Wednesday, July 10, 2024

'Enjoy just being here' — At almost 110, she's still baking pie, with a little help

Photo for the Sun-Times by Ashlee Rezin



     Edith Renfrow Smith is baking a sour cherry pie.
     "I just love sour cherry," she confides. "My father planted a sour cherry tree in the yard. He was a cook ... all the fruit; he had peaches, he had plums, he had gooseberries, currants and grapes. Everything that momma could can, because we were poor."
      That yard was in Grinnell, Iowa, where Smith was born on July 14, 1914, two weeks before the start of World War I. Regular readers might remember meeting her in 2021 for her 107th birthday and learning her down-to-earth world view, "Nobody's better than you." I figured, if 107 was noteworthy, how could 108 not be? Or 109, for that matter? The year she got COVID-19 and weathered the deadly disease so easily she didn't even mention that she'd had it.
     For her 110th, this Sunday, I wondered how to shake things up. Such "supercentenarians" are an extreme rarity. Researchers estimate one person in a thousand who reaches age 100 will live to see 110, which makes Smith one woman out of a million, maybe out of 5 million.
     I asked her daughter, Alice Smith, 78, if her mother still makes homemade jelly and wine.
     She does, Alice said, inviting me to come by and watch production of a cherry pie last Friday, an offer I suspect she had reason to regret.

ACTION ITEM>
Extract, word for word, the part of the article on Edith Renfrow Smith from "I asked her" up to and including "reason to regret.". The entries after the article on Edith Renfrow Smith are separate material and unrelated to it.

DATA RECORDS>
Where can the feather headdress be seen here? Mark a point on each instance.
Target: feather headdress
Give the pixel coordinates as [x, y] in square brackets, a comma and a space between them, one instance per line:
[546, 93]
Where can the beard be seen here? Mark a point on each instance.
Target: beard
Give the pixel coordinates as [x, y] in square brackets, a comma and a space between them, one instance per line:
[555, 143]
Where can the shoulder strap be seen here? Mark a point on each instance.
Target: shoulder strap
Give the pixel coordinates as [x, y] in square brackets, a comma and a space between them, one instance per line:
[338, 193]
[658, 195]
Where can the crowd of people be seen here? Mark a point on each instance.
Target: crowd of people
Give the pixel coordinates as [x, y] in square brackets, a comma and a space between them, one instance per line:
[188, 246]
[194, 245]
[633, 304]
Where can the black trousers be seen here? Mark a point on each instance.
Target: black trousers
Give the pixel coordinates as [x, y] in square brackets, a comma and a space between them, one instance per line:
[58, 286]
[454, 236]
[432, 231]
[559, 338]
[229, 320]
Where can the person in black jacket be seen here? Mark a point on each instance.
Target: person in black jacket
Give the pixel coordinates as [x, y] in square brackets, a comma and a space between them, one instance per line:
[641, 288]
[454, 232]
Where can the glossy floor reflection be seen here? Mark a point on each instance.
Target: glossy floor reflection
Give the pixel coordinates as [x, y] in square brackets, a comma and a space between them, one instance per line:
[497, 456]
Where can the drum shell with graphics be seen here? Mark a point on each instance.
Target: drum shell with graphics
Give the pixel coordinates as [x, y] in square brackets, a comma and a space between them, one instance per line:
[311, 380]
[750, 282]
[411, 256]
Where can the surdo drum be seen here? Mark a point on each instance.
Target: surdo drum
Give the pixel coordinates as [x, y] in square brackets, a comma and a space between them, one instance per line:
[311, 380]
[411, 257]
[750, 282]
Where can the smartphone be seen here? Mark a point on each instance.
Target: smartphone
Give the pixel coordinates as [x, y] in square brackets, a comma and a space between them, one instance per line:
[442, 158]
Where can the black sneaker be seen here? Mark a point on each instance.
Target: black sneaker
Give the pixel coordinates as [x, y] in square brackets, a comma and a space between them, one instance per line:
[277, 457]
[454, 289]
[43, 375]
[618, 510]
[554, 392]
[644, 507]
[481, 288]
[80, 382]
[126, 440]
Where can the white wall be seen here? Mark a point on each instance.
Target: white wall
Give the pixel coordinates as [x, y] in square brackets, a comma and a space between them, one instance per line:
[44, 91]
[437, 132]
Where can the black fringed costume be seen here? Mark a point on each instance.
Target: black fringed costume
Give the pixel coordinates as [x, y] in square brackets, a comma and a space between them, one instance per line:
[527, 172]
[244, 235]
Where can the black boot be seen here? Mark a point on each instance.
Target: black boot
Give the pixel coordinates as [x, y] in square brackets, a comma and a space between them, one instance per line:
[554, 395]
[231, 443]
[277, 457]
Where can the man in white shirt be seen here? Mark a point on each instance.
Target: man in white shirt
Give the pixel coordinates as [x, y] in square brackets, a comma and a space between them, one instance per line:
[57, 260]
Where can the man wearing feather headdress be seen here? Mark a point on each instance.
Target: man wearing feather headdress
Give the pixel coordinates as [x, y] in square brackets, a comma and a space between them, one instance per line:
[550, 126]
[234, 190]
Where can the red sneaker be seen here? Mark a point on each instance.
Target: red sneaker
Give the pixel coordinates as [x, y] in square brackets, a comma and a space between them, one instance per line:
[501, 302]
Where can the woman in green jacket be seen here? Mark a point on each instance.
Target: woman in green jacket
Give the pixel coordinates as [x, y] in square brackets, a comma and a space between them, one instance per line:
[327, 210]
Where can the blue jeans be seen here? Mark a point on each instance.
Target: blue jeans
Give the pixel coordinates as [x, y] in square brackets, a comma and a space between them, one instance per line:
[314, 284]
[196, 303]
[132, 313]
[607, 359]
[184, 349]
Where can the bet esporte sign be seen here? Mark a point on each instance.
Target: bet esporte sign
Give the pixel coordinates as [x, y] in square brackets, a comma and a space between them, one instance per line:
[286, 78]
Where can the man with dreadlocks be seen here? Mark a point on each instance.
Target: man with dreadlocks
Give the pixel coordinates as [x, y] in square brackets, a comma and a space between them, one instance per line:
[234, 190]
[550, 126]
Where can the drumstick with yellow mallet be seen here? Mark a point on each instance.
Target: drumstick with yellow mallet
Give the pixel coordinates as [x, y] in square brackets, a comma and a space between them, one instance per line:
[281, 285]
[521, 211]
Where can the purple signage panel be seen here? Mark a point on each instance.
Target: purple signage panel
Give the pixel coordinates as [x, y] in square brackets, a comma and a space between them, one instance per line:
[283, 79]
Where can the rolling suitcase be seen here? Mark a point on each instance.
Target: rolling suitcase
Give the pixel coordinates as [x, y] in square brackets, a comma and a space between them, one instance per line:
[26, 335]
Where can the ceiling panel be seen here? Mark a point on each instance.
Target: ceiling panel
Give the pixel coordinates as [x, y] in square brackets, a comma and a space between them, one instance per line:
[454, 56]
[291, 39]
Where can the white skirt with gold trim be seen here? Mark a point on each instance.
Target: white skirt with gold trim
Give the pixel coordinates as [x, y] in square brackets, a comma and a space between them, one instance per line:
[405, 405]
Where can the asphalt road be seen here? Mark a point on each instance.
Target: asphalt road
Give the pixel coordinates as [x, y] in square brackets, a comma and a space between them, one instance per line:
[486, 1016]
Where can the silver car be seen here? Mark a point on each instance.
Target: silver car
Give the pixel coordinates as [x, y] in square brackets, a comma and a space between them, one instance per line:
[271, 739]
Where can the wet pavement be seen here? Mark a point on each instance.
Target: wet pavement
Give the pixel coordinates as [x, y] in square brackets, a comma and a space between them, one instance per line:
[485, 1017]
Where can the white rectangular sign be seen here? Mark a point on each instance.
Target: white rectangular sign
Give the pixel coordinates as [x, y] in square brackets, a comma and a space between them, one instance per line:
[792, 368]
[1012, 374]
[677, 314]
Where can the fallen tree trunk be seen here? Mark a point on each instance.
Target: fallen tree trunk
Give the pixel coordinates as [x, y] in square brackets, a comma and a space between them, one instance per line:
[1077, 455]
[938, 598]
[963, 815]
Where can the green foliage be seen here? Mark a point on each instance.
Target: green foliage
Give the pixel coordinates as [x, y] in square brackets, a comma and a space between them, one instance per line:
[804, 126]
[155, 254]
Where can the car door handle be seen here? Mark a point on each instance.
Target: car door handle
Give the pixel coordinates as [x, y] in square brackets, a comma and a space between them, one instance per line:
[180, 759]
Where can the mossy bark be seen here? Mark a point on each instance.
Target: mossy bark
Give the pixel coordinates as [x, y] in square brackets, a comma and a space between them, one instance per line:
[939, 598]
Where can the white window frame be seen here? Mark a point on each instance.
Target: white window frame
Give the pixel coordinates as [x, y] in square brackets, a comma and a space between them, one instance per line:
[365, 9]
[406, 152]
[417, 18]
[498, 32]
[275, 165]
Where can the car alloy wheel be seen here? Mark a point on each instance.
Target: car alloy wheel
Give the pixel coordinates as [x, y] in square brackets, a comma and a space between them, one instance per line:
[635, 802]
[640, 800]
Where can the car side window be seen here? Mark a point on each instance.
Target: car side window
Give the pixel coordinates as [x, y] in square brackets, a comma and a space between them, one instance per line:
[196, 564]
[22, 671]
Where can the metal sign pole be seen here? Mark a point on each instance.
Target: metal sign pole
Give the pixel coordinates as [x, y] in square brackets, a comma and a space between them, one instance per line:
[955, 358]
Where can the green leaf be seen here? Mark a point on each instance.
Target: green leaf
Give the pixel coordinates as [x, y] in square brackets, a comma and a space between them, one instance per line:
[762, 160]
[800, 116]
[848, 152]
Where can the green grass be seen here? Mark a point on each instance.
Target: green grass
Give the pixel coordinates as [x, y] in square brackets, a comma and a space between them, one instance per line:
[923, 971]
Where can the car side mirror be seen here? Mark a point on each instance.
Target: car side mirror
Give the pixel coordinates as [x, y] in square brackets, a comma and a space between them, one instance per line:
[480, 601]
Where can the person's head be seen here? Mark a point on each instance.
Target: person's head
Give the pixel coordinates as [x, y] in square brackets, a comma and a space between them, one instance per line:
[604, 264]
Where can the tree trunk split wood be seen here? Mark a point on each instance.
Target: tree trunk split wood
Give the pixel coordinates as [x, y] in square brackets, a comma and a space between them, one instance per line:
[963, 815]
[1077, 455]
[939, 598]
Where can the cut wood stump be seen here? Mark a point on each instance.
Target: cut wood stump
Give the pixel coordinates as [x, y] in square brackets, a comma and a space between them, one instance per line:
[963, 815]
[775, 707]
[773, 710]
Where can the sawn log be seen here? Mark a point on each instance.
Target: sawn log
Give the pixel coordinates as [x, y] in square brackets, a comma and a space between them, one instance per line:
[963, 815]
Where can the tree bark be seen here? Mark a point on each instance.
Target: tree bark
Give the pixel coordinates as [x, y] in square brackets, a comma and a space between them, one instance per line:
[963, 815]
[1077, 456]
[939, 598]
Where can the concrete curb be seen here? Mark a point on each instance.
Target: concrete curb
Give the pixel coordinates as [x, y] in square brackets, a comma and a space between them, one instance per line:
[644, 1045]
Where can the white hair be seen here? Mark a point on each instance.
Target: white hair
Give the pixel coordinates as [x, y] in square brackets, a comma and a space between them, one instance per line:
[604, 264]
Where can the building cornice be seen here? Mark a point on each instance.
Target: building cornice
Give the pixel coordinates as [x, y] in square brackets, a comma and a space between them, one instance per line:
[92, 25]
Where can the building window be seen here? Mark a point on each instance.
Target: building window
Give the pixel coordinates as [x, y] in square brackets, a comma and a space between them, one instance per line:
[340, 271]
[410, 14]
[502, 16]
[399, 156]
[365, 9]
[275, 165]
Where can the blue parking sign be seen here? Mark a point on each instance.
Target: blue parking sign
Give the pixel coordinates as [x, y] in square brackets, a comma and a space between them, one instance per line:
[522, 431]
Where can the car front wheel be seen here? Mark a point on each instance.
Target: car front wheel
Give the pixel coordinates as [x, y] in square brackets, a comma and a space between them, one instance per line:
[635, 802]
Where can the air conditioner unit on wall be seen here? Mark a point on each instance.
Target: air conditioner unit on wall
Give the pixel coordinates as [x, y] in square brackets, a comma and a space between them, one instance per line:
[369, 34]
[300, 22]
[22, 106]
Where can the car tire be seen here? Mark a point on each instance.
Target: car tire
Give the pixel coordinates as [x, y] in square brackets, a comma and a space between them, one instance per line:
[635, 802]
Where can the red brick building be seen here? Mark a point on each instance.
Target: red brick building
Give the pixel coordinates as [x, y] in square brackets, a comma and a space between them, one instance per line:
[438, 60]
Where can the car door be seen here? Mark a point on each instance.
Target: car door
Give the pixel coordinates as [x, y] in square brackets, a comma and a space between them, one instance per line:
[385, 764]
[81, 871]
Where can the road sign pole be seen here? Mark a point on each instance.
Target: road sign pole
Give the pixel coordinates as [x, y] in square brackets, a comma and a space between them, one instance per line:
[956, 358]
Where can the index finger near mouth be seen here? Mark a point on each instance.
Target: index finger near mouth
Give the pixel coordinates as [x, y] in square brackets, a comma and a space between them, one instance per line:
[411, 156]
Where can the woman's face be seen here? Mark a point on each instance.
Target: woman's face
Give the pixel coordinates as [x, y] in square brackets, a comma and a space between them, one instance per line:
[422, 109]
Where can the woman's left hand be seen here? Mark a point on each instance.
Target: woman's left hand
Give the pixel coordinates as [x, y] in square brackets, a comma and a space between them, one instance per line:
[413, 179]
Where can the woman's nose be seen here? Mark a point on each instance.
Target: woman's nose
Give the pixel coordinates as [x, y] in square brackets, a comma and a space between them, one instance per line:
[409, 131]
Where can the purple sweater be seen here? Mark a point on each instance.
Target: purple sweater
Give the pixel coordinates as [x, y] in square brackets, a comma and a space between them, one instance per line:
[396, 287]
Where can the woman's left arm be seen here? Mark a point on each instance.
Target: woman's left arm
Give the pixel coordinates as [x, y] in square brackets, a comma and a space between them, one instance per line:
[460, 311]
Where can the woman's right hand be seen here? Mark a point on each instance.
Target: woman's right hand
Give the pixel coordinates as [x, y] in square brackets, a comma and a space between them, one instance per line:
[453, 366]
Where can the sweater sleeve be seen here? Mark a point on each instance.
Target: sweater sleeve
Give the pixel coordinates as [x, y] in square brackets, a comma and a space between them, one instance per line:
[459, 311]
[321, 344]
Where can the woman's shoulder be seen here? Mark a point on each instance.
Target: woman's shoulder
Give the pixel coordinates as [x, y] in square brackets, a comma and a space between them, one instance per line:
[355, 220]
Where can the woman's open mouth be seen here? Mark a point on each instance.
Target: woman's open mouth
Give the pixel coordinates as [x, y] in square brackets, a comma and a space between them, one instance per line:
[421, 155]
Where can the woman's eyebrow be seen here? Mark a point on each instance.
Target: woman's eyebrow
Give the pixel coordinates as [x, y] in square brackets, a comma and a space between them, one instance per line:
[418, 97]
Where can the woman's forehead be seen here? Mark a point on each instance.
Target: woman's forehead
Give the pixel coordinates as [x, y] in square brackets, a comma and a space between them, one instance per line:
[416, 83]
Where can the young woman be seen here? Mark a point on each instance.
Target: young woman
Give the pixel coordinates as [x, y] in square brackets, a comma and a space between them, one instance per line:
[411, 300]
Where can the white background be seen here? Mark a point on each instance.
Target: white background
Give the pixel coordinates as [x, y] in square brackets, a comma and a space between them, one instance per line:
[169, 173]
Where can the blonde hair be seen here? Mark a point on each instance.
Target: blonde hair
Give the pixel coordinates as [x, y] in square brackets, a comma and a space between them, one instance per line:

ANSWER AREA>
I asked her daughter, Alice Smith, 78, if her mother still makes homemade jelly and wine.
     She does, Alice said, inviting me to come by and watch production of a cherry pie last Friday, an offer I suspect she had reason to regret.